> Tasks to carry out
**a)** List every plant disease named in the passage on damping-off in tobacco float beds.
**b)** Continue the passage on damping-off in tobacco float beds from its last sentence.

Weather conditions seem to be changing to a warmer pattern. These conditions can lead to a number of environmental disorders such as damping off in tobacco float beds.

The float-system environment is near-ideal for Rhizoctonia solani, the fungus causing damping-off (or soreshin) in tobacco seedlings. Damping-off usually occurs early in the development of the seedling and first appears as a water-soaked lesion at the base of the plant.

Later, the lesion will take on a sunken, brown appearance and will eventually girdle the plant which then falls over and will eventually die. Occasionally, the entire stem of affected plants may show discoloration and decay may spread into leaves. Leaves in contact with the surface of Styrofoam trays or peat-based media can become infected and develop water-soaked lesions that enlarge over time, often spreading to the stems on young seedlings. Seedlings with mild infections that are later transplanted may contribute to outbreaks of soreshin in the field, and may be more susceptible to black shank and Fusarium wilt.

High humidity and temperatures above 70 degrees F are optimal for growth of R. solani. Commonly found in agricultural soils, the fungus can survive on organic matter and will colonize growth media used in tobacco transplant production.  Infections can spread from plant to plant, and plant debris can serve as a bridge between infected and healthy seedlings. 

Infested soil or Styrofoam trays are the most common sources of infection in transplant production. Infective structures can be found easily on the surfaces of infested trays and in cracks and crevices in older Styrofoam trays. Infested trays thus become a source of inoculum in subsequent years if not sanitized properly or replaced.

> Data supplied

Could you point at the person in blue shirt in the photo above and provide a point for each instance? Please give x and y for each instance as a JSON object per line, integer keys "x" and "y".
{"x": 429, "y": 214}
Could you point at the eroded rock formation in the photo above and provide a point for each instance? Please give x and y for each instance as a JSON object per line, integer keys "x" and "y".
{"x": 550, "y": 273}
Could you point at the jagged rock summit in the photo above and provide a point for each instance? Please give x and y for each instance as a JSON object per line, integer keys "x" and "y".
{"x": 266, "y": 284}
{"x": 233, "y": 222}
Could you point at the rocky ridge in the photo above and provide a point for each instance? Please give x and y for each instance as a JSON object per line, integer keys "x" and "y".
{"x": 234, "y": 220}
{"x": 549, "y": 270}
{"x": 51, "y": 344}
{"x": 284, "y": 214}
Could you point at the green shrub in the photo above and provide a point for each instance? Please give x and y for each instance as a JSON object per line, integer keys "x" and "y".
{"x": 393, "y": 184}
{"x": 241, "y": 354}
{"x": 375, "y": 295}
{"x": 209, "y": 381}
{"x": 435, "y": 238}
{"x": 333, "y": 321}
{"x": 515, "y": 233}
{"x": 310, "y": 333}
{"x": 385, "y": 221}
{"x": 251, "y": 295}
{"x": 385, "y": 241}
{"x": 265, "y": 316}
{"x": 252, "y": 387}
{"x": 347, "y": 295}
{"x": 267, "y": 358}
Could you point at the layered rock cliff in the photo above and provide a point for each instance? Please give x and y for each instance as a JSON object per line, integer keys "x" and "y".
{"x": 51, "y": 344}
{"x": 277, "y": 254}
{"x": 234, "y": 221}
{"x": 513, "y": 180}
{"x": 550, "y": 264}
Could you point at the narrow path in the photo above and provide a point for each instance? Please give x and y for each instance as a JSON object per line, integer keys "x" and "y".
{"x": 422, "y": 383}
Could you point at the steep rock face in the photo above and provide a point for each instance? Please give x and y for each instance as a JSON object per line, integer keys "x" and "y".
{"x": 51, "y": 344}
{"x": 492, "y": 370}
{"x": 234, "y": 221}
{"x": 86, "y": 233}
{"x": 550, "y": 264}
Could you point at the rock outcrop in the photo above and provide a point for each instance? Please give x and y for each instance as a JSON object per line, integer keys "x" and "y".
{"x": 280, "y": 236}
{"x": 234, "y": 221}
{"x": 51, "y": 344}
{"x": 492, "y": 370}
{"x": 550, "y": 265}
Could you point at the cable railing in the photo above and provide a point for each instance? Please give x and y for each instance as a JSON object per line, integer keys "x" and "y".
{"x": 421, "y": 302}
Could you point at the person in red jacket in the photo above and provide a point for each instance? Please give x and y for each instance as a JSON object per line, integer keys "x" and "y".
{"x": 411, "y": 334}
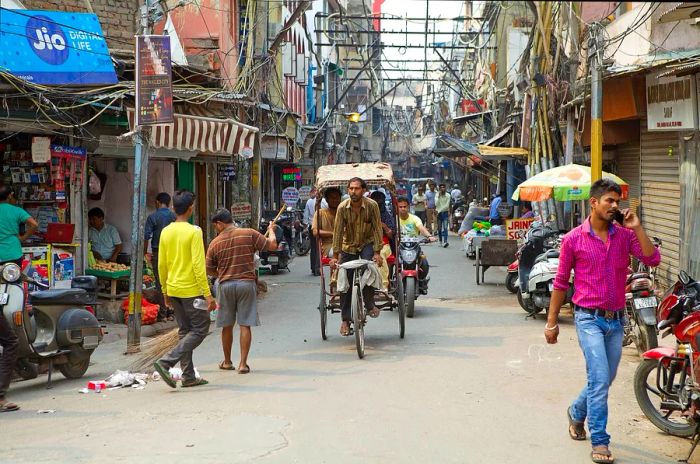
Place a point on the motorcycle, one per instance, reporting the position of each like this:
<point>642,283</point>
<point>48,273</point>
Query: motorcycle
<point>54,327</point>
<point>415,281</point>
<point>537,267</point>
<point>666,381</point>
<point>279,258</point>
<point>640,306</point>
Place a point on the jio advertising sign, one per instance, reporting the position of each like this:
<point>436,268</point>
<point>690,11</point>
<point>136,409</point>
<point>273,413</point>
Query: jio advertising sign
<point>54,47</point>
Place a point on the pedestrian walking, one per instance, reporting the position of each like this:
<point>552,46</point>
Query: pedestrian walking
<point>155,223</point>
<point>419,204</point>
<point>309,210</point>
<point>183,273</point>
<point>430,212</point>
<point>231,259</point>
<point>357,234</point>
<point>598,252</point>
<point>442,207</point>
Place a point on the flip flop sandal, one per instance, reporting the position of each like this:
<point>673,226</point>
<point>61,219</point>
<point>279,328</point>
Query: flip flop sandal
<point>164,374</point>
<point>579,432</point>
<point>607,460</point>
<point>245,370</point>
<point>6,406</point>
<point>194,383</point>
<point>224,367</point>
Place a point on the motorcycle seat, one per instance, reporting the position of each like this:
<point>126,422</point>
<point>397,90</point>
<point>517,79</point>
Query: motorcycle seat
<point>77,296</point>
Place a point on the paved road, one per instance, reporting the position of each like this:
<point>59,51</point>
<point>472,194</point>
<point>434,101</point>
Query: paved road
<point>472,382</point>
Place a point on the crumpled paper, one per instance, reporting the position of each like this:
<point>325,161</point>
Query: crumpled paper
<point>125,379</point>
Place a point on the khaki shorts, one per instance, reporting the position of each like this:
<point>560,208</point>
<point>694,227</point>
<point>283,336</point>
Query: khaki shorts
<point>237,301</point>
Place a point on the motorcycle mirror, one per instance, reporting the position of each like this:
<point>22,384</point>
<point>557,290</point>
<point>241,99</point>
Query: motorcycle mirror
<point>684,278</point>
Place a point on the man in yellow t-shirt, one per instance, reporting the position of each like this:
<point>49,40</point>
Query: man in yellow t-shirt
<point>183,278</point>
<point>411,226</point>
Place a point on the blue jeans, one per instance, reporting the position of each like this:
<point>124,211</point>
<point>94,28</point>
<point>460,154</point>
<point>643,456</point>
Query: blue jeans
<point>443,225</point>
<point>601,342</point>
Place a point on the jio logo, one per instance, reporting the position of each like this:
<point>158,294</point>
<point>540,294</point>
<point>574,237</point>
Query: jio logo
<point>47,40</point>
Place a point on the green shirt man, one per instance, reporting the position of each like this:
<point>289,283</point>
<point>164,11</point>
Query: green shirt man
<point>11,218</point>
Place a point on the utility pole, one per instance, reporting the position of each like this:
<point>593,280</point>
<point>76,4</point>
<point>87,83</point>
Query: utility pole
<point>573,68</point>
<point>596,54</point>
<point>138,215</point>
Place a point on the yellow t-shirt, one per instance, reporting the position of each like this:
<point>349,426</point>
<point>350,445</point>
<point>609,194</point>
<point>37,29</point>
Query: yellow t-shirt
<point>410,227</point>
<point>181,261</point>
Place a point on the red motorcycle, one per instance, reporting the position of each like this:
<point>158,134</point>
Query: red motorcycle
<point>666,382</point>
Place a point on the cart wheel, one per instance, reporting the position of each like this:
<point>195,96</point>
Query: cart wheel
<point>323,310</point>
<point>401,303</point>
<point>358,317</point>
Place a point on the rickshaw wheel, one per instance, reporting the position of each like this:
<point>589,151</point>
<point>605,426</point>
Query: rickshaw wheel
<point>358,316</point>
<point>401,303</point>
<point>323,310</point>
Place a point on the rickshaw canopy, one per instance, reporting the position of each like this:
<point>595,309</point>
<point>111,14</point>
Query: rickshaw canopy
<point>338,175</point>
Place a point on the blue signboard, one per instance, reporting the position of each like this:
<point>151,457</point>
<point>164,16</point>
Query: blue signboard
<point>54,47</point>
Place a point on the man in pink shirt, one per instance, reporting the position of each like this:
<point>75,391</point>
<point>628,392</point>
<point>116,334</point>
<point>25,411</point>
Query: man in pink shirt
<point>598,251</point>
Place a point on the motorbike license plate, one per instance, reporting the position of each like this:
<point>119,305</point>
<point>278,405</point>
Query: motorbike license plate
<point>649,302</point>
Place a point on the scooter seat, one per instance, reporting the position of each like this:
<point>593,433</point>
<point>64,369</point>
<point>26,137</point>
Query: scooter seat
<point>77,296</point>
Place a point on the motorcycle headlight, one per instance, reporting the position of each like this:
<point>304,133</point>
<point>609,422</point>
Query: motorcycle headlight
<point>409,256</point>
<point>11,273</point>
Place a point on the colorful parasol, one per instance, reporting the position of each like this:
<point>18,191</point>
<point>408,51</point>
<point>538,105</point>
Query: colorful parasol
<point>563,183</point>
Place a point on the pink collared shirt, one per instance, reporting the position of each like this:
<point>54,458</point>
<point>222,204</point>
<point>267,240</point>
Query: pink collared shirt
<point>600,269</point>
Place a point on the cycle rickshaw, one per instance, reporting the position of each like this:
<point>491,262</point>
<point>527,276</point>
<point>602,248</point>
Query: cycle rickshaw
<point>375,175</point>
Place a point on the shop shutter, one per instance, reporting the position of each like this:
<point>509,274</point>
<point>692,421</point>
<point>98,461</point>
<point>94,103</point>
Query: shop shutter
<point>660,189</point>
<point>628,169</point>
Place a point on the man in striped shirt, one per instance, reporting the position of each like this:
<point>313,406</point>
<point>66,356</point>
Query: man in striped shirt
<point>598,251</point>
<point>231,258</point>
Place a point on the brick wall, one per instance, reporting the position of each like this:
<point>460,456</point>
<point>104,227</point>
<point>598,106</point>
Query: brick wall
<point>117,17</point>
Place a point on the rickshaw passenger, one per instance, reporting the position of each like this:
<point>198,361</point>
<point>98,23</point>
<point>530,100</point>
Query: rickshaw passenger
<point>357,234</point>
<point>389,230</point>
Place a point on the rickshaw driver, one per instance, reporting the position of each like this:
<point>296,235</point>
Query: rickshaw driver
<point>357,234</point>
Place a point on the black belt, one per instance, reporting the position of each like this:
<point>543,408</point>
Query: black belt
<point>610,315</point>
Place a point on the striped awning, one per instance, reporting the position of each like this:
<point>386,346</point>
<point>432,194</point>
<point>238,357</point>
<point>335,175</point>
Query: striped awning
<point>212,136</point>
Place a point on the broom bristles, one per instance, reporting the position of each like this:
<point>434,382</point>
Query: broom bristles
<point>154,349</point>
<point>160,345</point>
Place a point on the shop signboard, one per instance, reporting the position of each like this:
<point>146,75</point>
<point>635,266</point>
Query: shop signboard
<point>241,210</point>
<point>671,103</point>
<point>516,228</point>
<point>290,196</point>
<point>305,192</point>
<point>154,93</point>
<point>55,47</point>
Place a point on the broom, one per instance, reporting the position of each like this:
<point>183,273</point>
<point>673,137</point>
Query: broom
<point>160,345</point>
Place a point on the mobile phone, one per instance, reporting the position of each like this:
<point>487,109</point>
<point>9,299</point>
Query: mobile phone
<point>619,217</point>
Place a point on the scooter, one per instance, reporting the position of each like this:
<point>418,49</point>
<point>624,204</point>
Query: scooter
<point>415,281</point>
<point>54,327</point>
<point>276,259</point>
<point>537,268</point>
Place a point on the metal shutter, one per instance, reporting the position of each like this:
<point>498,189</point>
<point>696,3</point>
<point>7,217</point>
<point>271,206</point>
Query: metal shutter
<point>628,168</point>
<point>660,207</point>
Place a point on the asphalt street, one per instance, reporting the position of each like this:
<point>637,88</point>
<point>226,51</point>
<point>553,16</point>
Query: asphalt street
<point>472,382</point>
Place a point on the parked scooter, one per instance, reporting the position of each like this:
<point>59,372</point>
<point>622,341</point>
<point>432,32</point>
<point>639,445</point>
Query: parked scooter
<point>537,268</point>
<point>415,278</point>
<point>54,327</point>
<point>279,258</point>
<point>666,382</point>
<point>640,305</point>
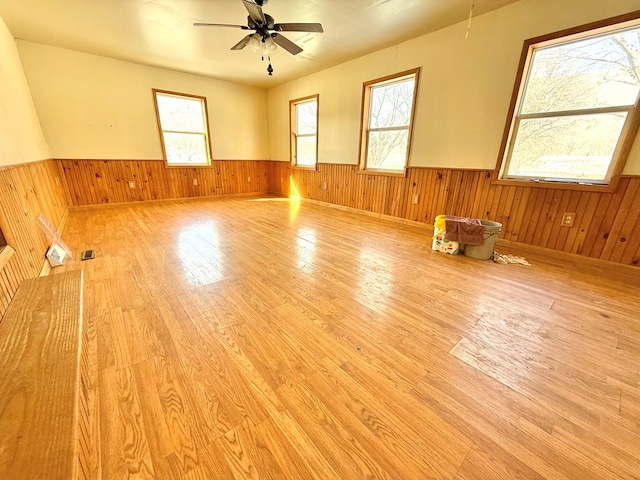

> Answers to this exercise
**a)** Damping-off (also called soreshin), black shank, and Fusarium wilt.

**b)**
Complete control of soreshin with fungicides is not possible; however, some suppression can be achieved with the mancozeb-based fungicides Dithane DF or Manzate Pro-Stick. These products can be applied at a rate of 0.5 lb/100 gallons of finished spray solution (or 1 level teaspoon per gallon) once plants have reached the size of a dime. Use 3-5 gallons of the fungicide solution per 1000 square feet, applied as a fine spray (to ensure good coverage) on younger plants; and increase spray volume to 6-12 gallons on older plants. 

Begin applications before symptoms develop, or immediately after the first symptoms are observed at the latest, and continue on a 5-7 day schedule until plants are ready to go to the field.

Target spot is caused by another R. solani. Target spot begins in localized areas and commonly occurs after the plant canopy has fully formed. Small, water-soaked lesions appear on leaves and will expand rapidly under conditions of warm temperatures (> 75 degrees F) and high humidity.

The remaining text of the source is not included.